● SELECTED PASSAGE:
##########

The Strangers. I was also a big scaredy-cat for a long time. Until basically I was an adult, every horror movie I ever saw was the scariest movie I’ve ever seen. I was very scared all the time with horror movies. So The Strangers, I always think about because it’s the one I saw once I was already a horror person. And I was like, I got this, no big deal. Like, how bad can it be? And it’s horrible. It’s so good! It just makes you feel really terrible about the state of the universe. Those kinds of movies — Funny Games, those kinds of really nihilistic films, that really gets to me.
Scott Derrickson
Scott Derrickson is the director of Doctor Strange, The Black Phone, Sinister, The Exorcism of Emily Rose, and the V/H/S/85 segment “Dreamkill.”
I think there’s different kinds of scary — it’s different being scared by movies and being disturbed. The most disturbing experience I had watching a movie — I had a panic attack after I saw Henry: Portrait of a Serial Killer. I was not well after that movie for a while, for hours.
But scariest scene I’ve ever seen, I was alone when I was in film school, at night, watching A Tale of Two Sisters. And the scene when the old hag comes around the corner of the couch and comes up on the bed — first time, only time in my movie-watching career that I bailed out. It was going up on the couch and I was like, Oh fuck oh fuck oh fuck oh fuck, and I just turned it off. And I immediately felt so much shame. I was like, Oh nooooo, oh my God, I turned it off!
Robert Morgan
Robert Morgan is a director known for disturbing, thrilling shorts often incorporating stop-motion animation, including The Cat With Hands and Tomorrow I Will Be Dirt. His feature debut, Stopmotion, will be in theaters in 2024.
I don’t get scared by movies anymore, because I’m too imbued with watching horror films all the time. But when I was a kid, a film that really traumatized me was John Carpenter’s The Fog. I saw that when I was 7 or 8 or something, and it totally traumatized me. That and Bob Clark’s Black Christmas — the ’70s style of pre-Halloween slasher movie, which is still really effective. I saw those movies at a totally incorrect age, and they traumatized me.

##########

Records from a collection:

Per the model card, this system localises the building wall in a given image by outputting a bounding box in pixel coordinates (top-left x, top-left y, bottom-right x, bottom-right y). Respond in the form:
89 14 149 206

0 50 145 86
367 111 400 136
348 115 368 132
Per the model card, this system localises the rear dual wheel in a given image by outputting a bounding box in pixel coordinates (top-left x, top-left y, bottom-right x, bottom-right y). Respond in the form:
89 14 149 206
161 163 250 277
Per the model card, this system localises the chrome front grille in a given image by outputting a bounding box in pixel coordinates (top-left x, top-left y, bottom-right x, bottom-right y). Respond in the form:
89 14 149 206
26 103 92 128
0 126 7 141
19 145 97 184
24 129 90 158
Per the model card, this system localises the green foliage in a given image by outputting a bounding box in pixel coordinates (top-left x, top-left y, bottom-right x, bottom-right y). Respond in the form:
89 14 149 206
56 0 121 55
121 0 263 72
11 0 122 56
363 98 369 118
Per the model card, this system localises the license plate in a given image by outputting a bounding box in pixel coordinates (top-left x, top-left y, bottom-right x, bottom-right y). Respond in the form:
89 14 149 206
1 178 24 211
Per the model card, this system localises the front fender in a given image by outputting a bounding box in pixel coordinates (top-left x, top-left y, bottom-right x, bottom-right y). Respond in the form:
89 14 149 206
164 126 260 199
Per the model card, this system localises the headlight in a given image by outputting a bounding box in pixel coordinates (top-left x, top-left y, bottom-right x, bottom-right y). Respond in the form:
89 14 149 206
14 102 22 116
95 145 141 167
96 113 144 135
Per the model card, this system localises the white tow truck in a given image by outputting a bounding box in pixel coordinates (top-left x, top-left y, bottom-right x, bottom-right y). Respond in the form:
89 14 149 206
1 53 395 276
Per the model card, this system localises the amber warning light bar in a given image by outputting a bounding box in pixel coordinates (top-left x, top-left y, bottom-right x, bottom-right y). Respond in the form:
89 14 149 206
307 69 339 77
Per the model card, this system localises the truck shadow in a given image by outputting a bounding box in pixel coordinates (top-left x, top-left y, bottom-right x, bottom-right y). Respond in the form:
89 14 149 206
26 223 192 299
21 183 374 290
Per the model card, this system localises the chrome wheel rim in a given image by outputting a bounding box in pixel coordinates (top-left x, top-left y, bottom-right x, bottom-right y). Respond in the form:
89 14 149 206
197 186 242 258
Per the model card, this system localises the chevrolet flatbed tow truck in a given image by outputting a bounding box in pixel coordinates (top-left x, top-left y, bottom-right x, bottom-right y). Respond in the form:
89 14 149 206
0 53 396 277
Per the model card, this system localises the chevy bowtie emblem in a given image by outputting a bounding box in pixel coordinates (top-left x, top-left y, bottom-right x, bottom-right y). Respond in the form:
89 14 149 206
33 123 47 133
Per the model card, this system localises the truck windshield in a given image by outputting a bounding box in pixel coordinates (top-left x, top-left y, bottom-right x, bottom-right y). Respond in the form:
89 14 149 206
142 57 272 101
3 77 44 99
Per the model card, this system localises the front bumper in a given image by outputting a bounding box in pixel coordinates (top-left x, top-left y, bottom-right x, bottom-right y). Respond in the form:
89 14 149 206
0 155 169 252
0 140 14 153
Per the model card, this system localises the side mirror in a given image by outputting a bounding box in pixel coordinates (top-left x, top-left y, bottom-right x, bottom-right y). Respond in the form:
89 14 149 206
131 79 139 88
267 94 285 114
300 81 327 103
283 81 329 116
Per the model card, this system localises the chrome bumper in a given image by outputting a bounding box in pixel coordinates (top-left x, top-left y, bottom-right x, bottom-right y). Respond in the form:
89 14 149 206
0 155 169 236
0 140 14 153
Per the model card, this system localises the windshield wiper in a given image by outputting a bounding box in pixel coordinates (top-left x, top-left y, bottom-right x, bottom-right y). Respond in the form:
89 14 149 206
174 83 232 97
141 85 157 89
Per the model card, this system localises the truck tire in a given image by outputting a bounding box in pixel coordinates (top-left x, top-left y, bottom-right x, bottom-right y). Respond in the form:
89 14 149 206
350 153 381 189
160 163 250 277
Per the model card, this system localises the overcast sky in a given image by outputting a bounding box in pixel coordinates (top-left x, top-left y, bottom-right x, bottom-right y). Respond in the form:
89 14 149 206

##########

● GIVEN INSTRUCTION A:
In the passage on scary movies, which film gave Scott Derrickson a panic attack?
● GIVEN INSTRUCTION B:
Set down verbatim the records from the line with "Per the model card, this system localises the truck windshield" up to and including the line with "160 163 250 277".
The text and the records have no connection to each other.

● TASK ANSWER A:
Henry: Portrait of a Serial Killer

● TASK ANSWER B:
Per the model card, this system localises the truck windshield in a given image by outputting a bounding box in pixel coordinates (top-left x, top-left y, bottom-right x, bottom-right y). Respond in the form:
89 14 149 206
142 57 272 101
3 77 44 99
Per the model card, this system localises the front bumper in a given image by outputting a bounding box in pixel coordinates (top-left x, top-left y, bottom-right x, bottom-right y). Respond in the form:
89 14 149 206
0 155 169 252
0 140 14 153
Per the model card, this system localises the side mirror in a given image by outputting a bounding box in pixel coordinates (top-left x, top-left y, bottom-right x, bottom-right y). Respond in the form:
89 14 149 206
131 79 139 88
267 94 285 114
300 81 327 103
283 81 329 116
Per the model card, this system localises the chrome bumper in a given image by outputting a bounding box in pixel coordinates (top-left x, top-left y, bottom-right x, bottom-right y). Respond in the form:
89 14 149 206
0 155 169 236
0 140 14 153
Per the model card, this system localises the windshield wiper in a given image by outputting a bounding box in pixel coordinates (top-left x, top-left y, bottom-right x, bottom-right y). Respond in the form:
89 14 149 206
174 83 232 97
141 85 157 89
Per the model card, this system localises the truck tire in a given image by outputting a bounding box in pixel coordinates (top-left x, top-left y, bottom-right x, bottom-right y). Respond in the form:
89 14 149 206
350 153 381 189
160 163 250 277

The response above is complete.